PROBLEM STATEMENT: Rewrite all of the entries below, swapping every "drill" for "exercise" and changing nothing else. Leave the pictures out.

━━━━━━━━━━━━━━━━━━━━

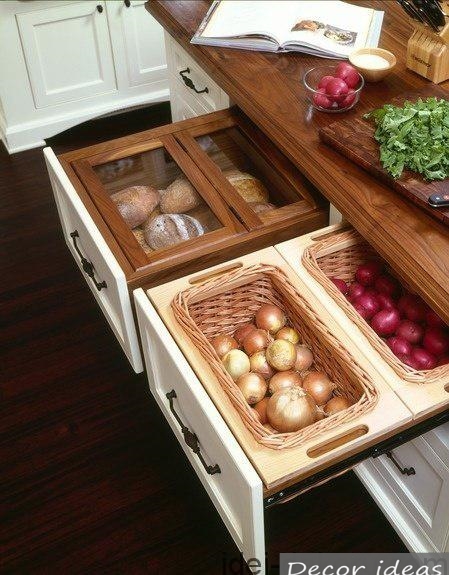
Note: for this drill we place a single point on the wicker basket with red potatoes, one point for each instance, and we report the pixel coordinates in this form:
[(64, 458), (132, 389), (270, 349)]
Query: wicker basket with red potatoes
[(415, 334), (333, 88), (275, 373)]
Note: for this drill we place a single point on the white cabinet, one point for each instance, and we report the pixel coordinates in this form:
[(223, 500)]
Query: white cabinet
[(65, 62)]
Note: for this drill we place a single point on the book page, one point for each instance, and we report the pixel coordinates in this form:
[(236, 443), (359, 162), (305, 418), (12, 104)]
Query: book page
[(233, 18)]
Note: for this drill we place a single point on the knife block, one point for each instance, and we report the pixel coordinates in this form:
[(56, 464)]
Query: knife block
[(428, 51)]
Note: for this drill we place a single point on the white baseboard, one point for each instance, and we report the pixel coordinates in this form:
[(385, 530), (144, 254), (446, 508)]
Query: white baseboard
[(33, 134)]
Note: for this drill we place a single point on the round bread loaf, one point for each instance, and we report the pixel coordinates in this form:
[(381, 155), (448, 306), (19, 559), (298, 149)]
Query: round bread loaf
[(260, 207), (250, 188), (170, 229), (179, 197), (135, 203)]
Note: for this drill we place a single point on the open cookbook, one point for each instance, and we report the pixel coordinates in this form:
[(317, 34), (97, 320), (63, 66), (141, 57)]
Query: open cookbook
[(326, 28)]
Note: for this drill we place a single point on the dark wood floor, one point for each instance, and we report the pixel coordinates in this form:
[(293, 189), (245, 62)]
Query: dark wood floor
[(92, 480)]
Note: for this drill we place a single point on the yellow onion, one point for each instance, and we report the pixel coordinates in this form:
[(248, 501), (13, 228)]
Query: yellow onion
[(271, 318), (304, 358), (223, 343), (289, 334), (259, 364), (291, 409), (261, 409), (241, 332), (336, 404), (256, 340), (319, 386), (253, 387), (281, 355), (236, 363), (284, 379)]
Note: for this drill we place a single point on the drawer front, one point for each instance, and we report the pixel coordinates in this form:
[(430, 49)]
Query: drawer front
[(113, 299), (236, 490), (423, 498), (179, 61)]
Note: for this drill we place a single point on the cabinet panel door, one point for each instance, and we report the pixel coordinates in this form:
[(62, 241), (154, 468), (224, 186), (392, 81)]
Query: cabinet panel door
[(138, 43), (67, 52)]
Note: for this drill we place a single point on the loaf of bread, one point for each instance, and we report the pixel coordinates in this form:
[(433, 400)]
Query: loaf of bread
[(170, 229), (260, 207), (136, 203), (250, 188), (179, 197)]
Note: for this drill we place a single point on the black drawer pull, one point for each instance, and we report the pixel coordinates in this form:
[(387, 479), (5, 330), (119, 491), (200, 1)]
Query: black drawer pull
[(403, 470), (188, 82), (190, 438), (88, 266)]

━━━━━━━━━━━━━━━━━━━━

SOLUTION BELOW:
Note: for this exercise we place a single point on the wicker basket with red potatoes, one point for each instance, and we report the pixel coordinates in this form:
[(64, 458), (132, 389), (270, 349)]
Query: wicker basket with red potatoes
[(415, 334), (333, 88), (275, 373)]
Note: for this exercise we place a single point on the white cabinet, one point for each instance, and we report the pixel coordinates in this form:
[(223, 500)]
Query: white cabinet
[(65, 62)]
Note: for this exercise we place a single point on the book page, one point for each instance, and we report the pixel coordinates in this form:
[(236, 443), (359, 162), (305, 418), (12, 104)]
Query: book page
[(233, 18)]
Note: for this exercise we place a single point on the knife block, one point for each instance, and we report the pixel coordinates in this form:
[(56, 464)]
Query: knife block
[(428, 51)]
Note: for this exercise we place a single point on the white baseboard, one point for each instance, and we report the pixel coordinates in this form:
[(385, 530), (144, 254), (446, 508)]
Query: white baseboard
[(33, 134)]
Note: for this exercise we place a single point on the round bread loaf, one point for each instance, and we report the pixel coordinates in this form:
[(381, 155), (448, 306), (19, 559), (298, 149)]
Query: round bread loaf
[(260, 207), (250, 188), (170, 229), (179, 197), (135, 203)]
Note: for this exercise we place a single point on the open cookbook, one point for each instance, and we report the pixel coordinates in this form:
[(317, 34), (97, 320), (63, 66), (141, 57)]
Query: open cookbook
[(326, 28)]
Note: for this exercise we place a single point on the dark wood floor, one point for each instance, and we report the pixel coordinates in this form:
[(293, 189), (245, 62)]
Query: dark wood floor
[(92, 480)]
Note: for this exercise we place a single point on the yellow onion, one point for each instance, and we report the pixel coordinates in this form:
[(248, 501), (13, 228)]
Query: yellow onion
[(271, 318), (304, 358), (223, 343), (289, 334), (259, 364), (291, 409), (261, 409), (241, 332), (336, 404), (256, 340), (319, 386), (253, 387), (281, 355), (236, 363), (284, 379)]
Note: for this exercise we place a single point on the drawer front, one point for each instance, and we report the pixel coordinates in this form:
[(430, 49)]
Query: drawer front
[(113, 299), (236, 490), (423, 498), (179, 61)]
Note: for this exercise we place a single point on the cabinet panel door, one point for each instance, and we report the pixel coordinates in this form:
[(62, 241), (154, 468), (224, 186), (392, 81)]
Query: cabinet panel door
[(138, 43), (67, 52)]
Note: for this exercise we place a single point on the loaf of bread, one point for each instance, and we report the pixel coordinates in this form:
[(433, 400)]
Query: loaf of bread
[(170, 229), (260, 207), (136, 203), (250, 188), (179, 197)]
Note: for this exercise we place a single point on the black drawer pull, one point for each instance, and we report the pixel coordinates in this form:
[(387, 479), (5, 330), (119, 491), (200, 1)]
Query: black drawer pull
[(403, 470), (188, 82), (190, 438), (88, 266)]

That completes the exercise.